An exact copy of every record is required.

--- The data Enclosed Below ---

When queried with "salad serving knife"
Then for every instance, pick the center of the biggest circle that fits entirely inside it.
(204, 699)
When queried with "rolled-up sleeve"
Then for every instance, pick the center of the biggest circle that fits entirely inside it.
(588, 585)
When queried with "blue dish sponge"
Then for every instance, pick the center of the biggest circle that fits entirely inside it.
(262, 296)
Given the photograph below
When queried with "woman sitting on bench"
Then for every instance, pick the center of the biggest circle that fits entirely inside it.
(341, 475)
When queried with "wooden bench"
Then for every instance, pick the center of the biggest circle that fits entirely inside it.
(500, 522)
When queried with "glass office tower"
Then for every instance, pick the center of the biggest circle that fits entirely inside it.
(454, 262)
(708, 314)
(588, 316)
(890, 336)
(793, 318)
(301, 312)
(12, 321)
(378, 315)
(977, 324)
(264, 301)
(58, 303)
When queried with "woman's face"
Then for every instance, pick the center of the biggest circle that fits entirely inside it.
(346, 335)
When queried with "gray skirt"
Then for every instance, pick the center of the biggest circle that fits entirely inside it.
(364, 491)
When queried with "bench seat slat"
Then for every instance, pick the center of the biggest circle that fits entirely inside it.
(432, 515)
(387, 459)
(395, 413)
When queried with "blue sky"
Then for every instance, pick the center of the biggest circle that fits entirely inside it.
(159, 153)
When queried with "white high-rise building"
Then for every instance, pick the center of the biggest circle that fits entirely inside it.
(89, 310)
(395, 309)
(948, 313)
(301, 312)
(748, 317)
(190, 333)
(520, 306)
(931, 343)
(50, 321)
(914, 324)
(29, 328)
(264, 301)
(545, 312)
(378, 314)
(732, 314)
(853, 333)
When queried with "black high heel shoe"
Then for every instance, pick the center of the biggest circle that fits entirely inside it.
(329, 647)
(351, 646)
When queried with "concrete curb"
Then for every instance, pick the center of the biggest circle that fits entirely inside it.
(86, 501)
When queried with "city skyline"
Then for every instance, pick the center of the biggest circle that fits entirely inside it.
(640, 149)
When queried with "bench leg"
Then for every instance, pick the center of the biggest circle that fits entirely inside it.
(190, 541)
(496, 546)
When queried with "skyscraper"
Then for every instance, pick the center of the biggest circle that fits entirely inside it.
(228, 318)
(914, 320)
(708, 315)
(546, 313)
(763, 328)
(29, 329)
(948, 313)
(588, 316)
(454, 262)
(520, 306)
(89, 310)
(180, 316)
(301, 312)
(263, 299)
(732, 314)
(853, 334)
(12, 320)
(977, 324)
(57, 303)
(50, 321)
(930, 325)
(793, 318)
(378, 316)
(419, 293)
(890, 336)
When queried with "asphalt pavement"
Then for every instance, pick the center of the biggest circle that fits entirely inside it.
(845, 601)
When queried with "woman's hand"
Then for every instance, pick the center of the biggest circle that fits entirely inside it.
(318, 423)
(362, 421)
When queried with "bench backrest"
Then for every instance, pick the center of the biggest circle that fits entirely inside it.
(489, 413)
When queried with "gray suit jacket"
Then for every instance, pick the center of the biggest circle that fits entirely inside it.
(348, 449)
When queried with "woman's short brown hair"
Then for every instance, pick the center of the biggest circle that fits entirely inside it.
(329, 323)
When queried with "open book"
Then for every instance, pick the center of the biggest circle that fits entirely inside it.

--- End of Enclosed The data ---

■ **Result for this exercise**
When queried with "salad serving knife"
Then for every instance, pick the center of the biggest circle that fits entirely inside it.
(204, 699)
When queried with "rolled-up sleeve"
Then for every instance, pick the center of the biggest circle that fits entirely inside it.
(588, 585)
When queried with "blue dish sponge"
Then for every instance, pick the center of the biggest circle that fits entirely inside it.
(262, 296)
Given the photograph below
When queried with "woman sitting on bench"
Then for every instance, pick the center of the biggest circle that fits entirely inside it.
(341, 475)
When queried with "wooden bench"
Then for every instance, pick the center of the biggest circle that fits entirely inside it.
(500, 522)
When queried with "glass office tower"
Then for every instance, pick the center of the biggest circle that fits entirely inside it.
(454, 262)
(708, 314)
(588, 316)
(890, 336)
(793, 318)
(301, 312)
(12, 321)
(378, 315)
(977, 324)
(264, 301)
(58, 303)
When queried with "woman's face"
Then for every instance, pick the center of the biggest circle that fits entirely inside it.
(346, 335)
When queried with "gray skirt"
Then for every instance, pick the center of the biggest circle that fits entirely inside it.
(364, 491)
When queried with "bench seat slat"
Then for every instance, pick the center of the biggest circle that fits entirely inside it.
(432, 515)
(387, 459)
(395, 413)
When queried with "blue sky"
Then for every instance, pick the center of the biggest circle that fits entirely inside it.
(159, 153)
When queried with "white high-rise building"
Then for every instance, pick the center of the biggest circle that fits entirely inside it.
(89, 310)
(395, 309)
(948, 313)
(301, 312)
(748, 317)
(190, 333)
(520, 306)
(931, 343)
(50, 321)
(914, 324)
(29, 328)
(264, 301)
(545, 312)
(378, 314)
(732, 314)
(853, 333)
When queried with "black high heel shoe"
Then for every instance, pick the center of the biggest circle that fits entirely inside it.
(329, 647)
(351, 646)
When queried with "concrete curb"
Then for every instance, pick the center of the biggest circle that fits entirely inside it.
(86, 501)
When queried with "city skyline"
Then for every instance, pick the center of the biggest circle that fits entirely inside it.
(640, 149)
When queried with "bench leg"
Then for every instance, pick the center of the biggest circle that fits entirely inside it.
(190, 541)
(496, 546)
When queried with "skyscraper"
Then for every instance, pick the center of the biggest circle that fits entirely inside it.
(228, 318)
(914, 320)
(708, 315)
(546, 313)
(763, 328)
(29, 329)
(948, 313)
(588, 316)
(454, 262)
(520, 306)
(89, 310)
(180, 316)
(301, 312)
(263, 299)
(732, 314)
(853, 334)
(12, 320)
(977, 324)
(57, 303)
(50, 321)
(930, 325)
(793, 318)
(378, 316)
(419, 293)
(890, 336)
When queried with "asphalt pavement"
Then for every instance, pick the center of the biggest circle that fits entirely inside it.
(845, 601)
When queried with "woman's hand"
Then for every instance, pick the center of the biggest circle that fits entirely inside it.
(318, 423)
(362, 421)
When queried with "bench backrest"
Then for every instance, pick the center of the biggest circle that fits entirely inside it.
(489, 413)
When queried with "gray suit jacket"
Then for every instance, pick the center of the biggest circle that fits entirely inside it.
(348, 449)
When queried with "woman's short brown hair"
Then for every instance, pick the center of the biggest circle that fits entirely inside it.
(329, 323)
When queried with "open book"
Then for every instance, pick the center of the biggest circle that fits entirely inside it.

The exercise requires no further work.